[RECORD SET]
+ + +

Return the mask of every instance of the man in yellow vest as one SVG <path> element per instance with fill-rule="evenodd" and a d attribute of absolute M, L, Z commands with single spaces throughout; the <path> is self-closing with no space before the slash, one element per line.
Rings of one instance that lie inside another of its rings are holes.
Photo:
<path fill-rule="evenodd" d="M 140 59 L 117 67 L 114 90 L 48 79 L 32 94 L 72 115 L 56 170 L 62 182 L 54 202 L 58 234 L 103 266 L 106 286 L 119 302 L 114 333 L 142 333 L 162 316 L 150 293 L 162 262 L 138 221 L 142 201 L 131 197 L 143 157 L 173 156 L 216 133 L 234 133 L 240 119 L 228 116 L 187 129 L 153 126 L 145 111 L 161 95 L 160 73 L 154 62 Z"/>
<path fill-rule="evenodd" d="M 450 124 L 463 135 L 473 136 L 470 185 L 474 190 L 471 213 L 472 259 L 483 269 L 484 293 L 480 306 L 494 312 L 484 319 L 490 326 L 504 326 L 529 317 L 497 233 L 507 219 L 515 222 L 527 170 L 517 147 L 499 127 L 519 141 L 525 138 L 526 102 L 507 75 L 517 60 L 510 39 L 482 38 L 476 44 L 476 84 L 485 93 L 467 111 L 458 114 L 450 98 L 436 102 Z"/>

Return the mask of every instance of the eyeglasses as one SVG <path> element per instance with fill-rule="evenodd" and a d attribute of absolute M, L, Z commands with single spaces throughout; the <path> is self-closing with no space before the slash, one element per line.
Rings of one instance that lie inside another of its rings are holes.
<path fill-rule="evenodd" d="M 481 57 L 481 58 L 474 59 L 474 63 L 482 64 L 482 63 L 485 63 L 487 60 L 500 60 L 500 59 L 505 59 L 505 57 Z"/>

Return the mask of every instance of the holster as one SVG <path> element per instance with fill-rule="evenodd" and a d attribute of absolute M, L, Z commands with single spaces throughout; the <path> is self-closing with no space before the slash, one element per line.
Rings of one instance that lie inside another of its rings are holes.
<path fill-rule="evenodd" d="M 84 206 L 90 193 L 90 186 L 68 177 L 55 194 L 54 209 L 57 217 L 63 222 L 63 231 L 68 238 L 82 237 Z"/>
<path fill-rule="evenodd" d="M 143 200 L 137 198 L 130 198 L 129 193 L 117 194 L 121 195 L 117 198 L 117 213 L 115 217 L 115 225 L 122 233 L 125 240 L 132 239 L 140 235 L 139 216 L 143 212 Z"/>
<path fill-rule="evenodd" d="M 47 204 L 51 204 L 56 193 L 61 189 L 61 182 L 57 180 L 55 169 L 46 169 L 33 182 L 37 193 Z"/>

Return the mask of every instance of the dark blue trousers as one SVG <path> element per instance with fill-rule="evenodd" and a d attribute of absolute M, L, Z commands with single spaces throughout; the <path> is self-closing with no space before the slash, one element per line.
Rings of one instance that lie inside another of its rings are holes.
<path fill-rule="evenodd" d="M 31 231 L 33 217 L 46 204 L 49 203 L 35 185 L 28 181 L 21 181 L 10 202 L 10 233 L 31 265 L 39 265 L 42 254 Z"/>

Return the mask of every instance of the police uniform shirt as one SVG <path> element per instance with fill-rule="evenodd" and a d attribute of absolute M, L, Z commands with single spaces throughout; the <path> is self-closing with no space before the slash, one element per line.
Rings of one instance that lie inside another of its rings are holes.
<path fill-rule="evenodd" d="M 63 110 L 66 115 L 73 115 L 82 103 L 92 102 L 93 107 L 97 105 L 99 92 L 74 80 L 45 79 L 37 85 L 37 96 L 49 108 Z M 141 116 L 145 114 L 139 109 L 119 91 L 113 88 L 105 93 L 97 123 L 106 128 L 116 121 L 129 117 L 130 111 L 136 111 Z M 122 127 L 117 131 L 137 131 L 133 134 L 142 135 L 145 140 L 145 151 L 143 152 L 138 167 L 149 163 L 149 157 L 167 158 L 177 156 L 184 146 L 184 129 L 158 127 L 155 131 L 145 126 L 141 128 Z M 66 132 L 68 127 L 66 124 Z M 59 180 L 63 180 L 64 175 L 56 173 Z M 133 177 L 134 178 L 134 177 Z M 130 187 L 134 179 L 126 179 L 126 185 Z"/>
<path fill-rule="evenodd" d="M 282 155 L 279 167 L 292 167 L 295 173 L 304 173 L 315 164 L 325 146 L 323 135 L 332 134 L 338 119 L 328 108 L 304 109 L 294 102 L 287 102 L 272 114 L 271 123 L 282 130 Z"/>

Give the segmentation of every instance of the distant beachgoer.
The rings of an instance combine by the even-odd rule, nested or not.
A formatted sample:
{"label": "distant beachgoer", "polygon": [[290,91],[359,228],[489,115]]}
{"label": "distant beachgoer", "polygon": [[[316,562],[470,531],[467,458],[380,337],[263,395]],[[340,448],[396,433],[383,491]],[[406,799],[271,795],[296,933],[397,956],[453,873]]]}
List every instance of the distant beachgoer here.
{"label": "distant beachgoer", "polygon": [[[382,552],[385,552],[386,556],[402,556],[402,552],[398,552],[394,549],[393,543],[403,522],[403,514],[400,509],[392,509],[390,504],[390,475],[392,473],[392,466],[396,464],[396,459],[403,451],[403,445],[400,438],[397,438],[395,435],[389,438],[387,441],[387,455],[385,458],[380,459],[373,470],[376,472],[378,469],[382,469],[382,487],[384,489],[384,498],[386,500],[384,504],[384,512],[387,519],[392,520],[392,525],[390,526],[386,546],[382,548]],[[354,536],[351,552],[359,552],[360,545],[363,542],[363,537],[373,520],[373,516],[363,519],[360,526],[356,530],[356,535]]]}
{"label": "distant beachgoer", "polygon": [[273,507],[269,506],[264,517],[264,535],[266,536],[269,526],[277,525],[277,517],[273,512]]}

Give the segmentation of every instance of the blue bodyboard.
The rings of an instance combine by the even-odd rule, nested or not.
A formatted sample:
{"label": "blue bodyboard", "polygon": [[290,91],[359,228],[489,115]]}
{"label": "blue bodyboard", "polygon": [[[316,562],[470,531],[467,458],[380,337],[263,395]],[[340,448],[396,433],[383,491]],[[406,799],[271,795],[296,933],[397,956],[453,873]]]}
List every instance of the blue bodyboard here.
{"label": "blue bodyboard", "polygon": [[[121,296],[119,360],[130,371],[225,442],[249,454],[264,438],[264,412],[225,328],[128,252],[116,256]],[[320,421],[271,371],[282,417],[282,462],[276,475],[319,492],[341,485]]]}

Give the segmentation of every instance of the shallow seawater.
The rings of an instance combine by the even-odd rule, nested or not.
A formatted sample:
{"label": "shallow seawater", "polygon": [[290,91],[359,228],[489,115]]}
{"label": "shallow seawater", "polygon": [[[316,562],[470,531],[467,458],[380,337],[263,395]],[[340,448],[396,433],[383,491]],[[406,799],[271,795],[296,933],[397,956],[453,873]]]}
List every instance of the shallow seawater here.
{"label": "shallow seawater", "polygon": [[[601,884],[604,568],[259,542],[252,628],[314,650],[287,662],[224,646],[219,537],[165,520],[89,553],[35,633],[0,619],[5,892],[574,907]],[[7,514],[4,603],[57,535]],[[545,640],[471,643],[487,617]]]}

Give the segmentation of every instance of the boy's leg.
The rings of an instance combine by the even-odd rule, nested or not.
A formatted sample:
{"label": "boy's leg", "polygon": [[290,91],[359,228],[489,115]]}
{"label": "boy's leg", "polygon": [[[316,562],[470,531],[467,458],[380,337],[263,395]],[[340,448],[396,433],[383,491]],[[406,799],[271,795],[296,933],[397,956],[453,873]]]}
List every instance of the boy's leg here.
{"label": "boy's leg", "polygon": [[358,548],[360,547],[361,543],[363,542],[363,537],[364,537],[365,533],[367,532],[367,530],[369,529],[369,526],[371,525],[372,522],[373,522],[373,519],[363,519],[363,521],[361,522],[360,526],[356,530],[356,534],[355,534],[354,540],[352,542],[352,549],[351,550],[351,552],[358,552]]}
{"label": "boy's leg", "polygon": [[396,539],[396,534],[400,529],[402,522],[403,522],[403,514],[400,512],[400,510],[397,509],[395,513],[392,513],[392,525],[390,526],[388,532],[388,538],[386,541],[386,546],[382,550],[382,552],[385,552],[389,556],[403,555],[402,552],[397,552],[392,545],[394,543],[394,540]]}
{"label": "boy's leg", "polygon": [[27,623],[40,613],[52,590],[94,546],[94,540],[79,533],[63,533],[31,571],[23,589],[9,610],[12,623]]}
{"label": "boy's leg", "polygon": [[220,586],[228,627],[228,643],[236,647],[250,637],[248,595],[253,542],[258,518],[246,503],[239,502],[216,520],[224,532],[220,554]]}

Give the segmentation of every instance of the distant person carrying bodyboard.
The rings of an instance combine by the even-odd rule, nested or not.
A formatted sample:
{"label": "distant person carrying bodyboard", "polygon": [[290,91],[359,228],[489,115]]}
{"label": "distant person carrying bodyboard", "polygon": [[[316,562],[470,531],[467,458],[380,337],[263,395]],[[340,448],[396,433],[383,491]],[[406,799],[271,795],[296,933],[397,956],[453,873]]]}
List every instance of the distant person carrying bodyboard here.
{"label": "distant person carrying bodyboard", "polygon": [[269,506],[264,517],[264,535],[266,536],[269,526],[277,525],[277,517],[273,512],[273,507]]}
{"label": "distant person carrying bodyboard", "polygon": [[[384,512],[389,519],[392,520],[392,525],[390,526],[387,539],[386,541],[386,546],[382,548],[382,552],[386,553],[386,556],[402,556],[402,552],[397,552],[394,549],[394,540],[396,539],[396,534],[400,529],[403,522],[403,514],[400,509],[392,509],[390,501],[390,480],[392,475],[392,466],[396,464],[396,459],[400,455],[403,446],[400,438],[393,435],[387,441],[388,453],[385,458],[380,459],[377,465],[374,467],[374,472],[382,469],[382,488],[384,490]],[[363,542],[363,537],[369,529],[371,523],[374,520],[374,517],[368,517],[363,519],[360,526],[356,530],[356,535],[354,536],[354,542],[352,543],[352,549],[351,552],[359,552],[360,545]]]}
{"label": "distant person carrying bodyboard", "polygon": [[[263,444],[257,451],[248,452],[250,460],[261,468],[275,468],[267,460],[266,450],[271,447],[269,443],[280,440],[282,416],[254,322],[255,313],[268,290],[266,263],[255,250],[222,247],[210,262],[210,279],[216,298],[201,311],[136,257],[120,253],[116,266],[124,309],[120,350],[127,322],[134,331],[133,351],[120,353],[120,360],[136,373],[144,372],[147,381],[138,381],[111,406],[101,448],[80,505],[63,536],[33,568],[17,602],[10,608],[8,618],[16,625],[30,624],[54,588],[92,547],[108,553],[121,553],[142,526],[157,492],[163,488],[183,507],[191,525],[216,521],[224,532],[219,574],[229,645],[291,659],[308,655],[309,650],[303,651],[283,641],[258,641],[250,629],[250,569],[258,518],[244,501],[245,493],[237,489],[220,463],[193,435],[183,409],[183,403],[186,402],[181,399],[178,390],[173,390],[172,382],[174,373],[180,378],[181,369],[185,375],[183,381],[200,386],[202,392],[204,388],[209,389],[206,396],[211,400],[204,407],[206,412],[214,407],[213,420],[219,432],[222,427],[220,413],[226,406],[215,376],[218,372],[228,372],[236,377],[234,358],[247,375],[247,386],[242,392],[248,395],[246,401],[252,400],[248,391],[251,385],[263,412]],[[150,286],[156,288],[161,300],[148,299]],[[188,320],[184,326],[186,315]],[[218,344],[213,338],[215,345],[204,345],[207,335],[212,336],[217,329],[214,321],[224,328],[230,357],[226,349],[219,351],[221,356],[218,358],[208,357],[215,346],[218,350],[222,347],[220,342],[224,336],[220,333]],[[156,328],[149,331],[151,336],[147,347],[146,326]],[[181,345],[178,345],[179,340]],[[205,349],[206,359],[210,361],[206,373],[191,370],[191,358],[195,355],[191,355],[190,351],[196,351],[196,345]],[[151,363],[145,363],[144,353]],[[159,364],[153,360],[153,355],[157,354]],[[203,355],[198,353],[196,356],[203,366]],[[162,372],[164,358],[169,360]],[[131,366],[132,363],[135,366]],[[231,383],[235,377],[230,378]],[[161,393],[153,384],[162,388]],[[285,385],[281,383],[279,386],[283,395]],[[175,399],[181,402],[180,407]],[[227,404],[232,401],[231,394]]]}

+ + +

[EXERCISE DIRECTIONS] Could you quote, word for word, the lines of the entries from the very first line through the line containing "481 57 L 481", including both of those lines?

[SOLVED EXERCISE]
Return the mask of every instance of the man in yellow vest as one SVG <path> element per instance with fill-rule="evenodd" and a d attribute of absolute M, L, Z commands with single spaces throughout; the <path> is self-closing with no space before the slash, one element per line.
Rings of one instance that lie inside another of its rings are holes.
Photo:
<path fill-rule="evenodd" d="M 140 59 L 117 67 L 114 90 L 48 79 L 32 94 L 72 115 L 56 170 L 62 182 L 54 202 L 58 234 L 103 266 L 106 286 L 119 302 L 114 333 L 142 333 L 162 316 L 150 293 L 162 262 L 138 221 L 142 201 L 131 197 L 143 157 L 173 156 L 216 133 L 234 133 L 240 119 L 228 116 L 187 129 L 153 126 L 145 111 L 161 95 L 160 73 L 154 62 Z"/>
<path fill-rule="evenodd" d="M 450 124 L 463 135 L 473 136 L 470 185 L 474 190 L 471 213 L 472 259 L 483 269 L 484 293 L 480 306 L 494 312 L 484 319 L 490 326 L 504 326 L 529 317 L 497 233 L 507 219 L 515 222 L 527 170 L 517 147 L 499 127 L 519 141 L 525 138 L 526 102 L 507 75 L 517 60 L 510 39 L 482 38 L 476 44 L 476 84 L 485 93 L 467 111 L 458 114 L 450 98 L 436 102 Z"/>

Return the mask of every instance of the eyeglasses as one SVG <path> element per instance with fill-rule="evenodd" and a d attribute of absolute M, L, Z commands with single spaces throughout; the <path> is self-closing with no space before the slash, one element per line.
Rings of one instance that lie inside another of its rings are holes.
<path fill-rule="evenodd" d="M 481 57 L 481 58 L 474 59 L 474 63 L 482 64 L 482 63 L 485 63 L 487 60 L 500 60 L 500 59 L 505 59 L 505 57 Z"/>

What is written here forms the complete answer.